## Provided passage

# Facebook TACK Contest! Desperate! Please read!



## Horseychick94 (Nov 19, 2009)

I have entered a contest on Facebook and I am really desperate for votes! Voting goes to Jan 28th. I created my own tack design and if I win, it will get made and given to me! Please vote and share with your friends! Whoever votes will get FREE photo edits done by me! Get as many people to vote as possible please! For each person that you get to vote, I will make one edit. Really desperate here! Need over 400 votes! Thanks! Here is my entry!
First go to Northern Tack's page on facebook and click "like" on the photo in the contest album!


----------



## tecara (Nov 28, 2011)

I "like"d it  good luck in the contest... It is a very nice design


----------



## Horseychick94 (Nov 19, 2009)

tecara said:


> I "like"d it  good luck in the contest... It is a very nice design


thanks so much!


----------



## Horseychick94 (Nov 19, 2009)

bump bump bump!!!!


----------



## Country Woman (Dec 14, 2011)

I love the design very talented


----------



## Horseychick94 (Nov 19, 2009)

Country Woman said:


> I love the design very talented


Thanks! It won't win though. Thats ok


----------



## Clayton Taffy (May 24, 2011)

I finally found it and I liked it.


----------



## Horseychick94 (Nov 19, 2009)

thank you!


----------

## Goal
Please translate this sentence from the thread about the Facebook tack contest into Spanish: "I created my own tack design and if I win, it will get made and given to me!"

## Collected data
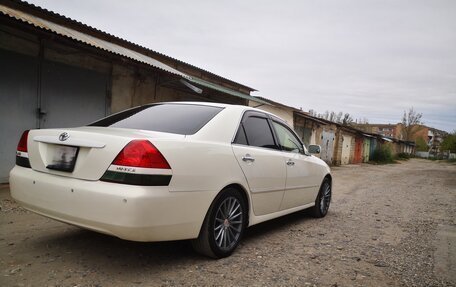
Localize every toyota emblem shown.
[59,133,70,142]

## Exercise solution
¡Creé mi propio diseño de arreos y, si gano, lo fabricarán y me lo darán!